DATA FOR REVIEW
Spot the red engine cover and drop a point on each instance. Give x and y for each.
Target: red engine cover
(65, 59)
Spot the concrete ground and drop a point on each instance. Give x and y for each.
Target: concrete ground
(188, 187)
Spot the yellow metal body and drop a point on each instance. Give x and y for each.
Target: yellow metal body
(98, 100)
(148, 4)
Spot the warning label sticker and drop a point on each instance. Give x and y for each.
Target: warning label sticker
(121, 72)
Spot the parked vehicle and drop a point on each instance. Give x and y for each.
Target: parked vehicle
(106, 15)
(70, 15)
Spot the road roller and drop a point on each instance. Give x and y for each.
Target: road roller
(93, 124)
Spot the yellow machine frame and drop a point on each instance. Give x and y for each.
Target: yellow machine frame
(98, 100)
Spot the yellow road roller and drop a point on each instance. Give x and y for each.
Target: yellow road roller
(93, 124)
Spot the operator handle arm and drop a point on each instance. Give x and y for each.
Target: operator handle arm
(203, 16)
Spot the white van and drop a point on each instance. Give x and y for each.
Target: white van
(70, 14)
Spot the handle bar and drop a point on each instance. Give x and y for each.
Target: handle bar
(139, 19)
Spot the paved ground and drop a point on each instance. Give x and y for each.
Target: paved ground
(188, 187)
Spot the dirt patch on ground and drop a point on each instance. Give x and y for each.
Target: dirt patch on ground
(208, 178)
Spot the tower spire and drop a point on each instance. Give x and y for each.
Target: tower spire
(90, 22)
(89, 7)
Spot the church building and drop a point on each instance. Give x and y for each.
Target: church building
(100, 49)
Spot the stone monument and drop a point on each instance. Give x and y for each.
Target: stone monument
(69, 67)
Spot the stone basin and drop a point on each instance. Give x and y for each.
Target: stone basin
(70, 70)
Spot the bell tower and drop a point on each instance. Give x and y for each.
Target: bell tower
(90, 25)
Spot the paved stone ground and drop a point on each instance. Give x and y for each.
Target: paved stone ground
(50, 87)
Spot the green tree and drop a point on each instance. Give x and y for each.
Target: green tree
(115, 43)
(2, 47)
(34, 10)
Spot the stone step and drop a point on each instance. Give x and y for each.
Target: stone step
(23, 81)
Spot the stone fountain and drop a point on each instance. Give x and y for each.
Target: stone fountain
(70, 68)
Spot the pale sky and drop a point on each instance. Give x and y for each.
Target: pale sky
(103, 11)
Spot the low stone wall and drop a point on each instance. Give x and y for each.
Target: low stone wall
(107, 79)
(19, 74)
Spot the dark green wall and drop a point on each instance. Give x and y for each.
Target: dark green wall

WHAT THE TASK REQUIRES
Write the material out again in its entirety, exactly as shown.

WORKED SOLUTION
Spot the red engine cover and drop a point on each instance. Give x and y for each.
Target: red engine cover
(65, 59)
Spot the concrete ground and drop a point on each instance. Give x and y for each.
Target: concrete ground
(188, 187)
Spot the yellow metal body and drop a point on each instance. Give x and y for each.
Target: yellow metal body
(98, 100)
(148, 4)
Spot the warning label sticker and drop a point on each instance. Give x and y for each.
Target: warning label sticker
(121, 72)
Spot the parked vehicle and drop a point on each instance. Give x and y for each.
Target: parked vehicle
(106, 15)
(70, 15)
Spot the road roller and drop a point on each instance. Give x and y for each.
Target: road roller
(93, 124)
Spot the yellow machine frame and drop a point on each instance. Give x and y for each.
Target: yellow machine frame
(98, 100)
Spot the yellow road roller and drop a point on each instance. Give x and y for each.
Target: yellow road roller
(93, 124)
Spot the operator handle arm and drop a point on each instance. Give x and y for each.
Target: operator handle arm
(203, 16)
Spot the white van and drop a point on each instance. Give x and y for each.
Target: white van
(70, 14)
Spot the handle bar and drop a point on each instance. Give x and y for each.
Target: handle bar
(139, 19)
Spot the paved ground and drop a point on each instance. Give x and y for each.
Target: paved ground
(188, 187)
Spot the dirt patch on ground and drop a point on each instance. Give x and y for each.
Target: dirt patch on ground
(208, 178)
Spot the tower spire and drop a point on each instance. Give x and y for each.
Target: tower spire
(90, 22)
(89, 7)
Spot the church building and drop a point on each instance. Give x and y for each.
Target: church building
(100, 49)
Spot the stone monument and drop a point on each instance. Give x and y for each.
Target: stone monument
(69, 67)
Spot the stone basin and drop a point on each instance. Give x and y for each.
Target: stone basin
(70, 70)
Spot the bell tower and drop a point on each instance. Give x and y for each.
Target: bell tower
(90, 25)
Spot the paved stone ground and drop a point on each instance. Give x and y for each.
Target: paved stone ground
(50, 87)
Spot the green tree and drop a point on each instance. Give x and y for each.
Target: green tree
(115, 43)
(2, 47)
(34, 10)
Spot the stone step and drop a point on each instance. Give x and y for each.
Target: stone step
(23, 81)
Spot the stone fountain and drop a point on each instance. Give x and y for each.
Target: stone fountain
(70, 68)
Spot the pale sky and drop a point on each instance. Give x and y for each.
Target: pale sky
(103, 11)
Spot the low stone wall and drop a point on each instance. Give x and y for each.
Target: low stone wall
(107, 79)
(19, 74)
Spot the dark green wall and drop a point on each instance. Give x and y for each.
Target: dark green wall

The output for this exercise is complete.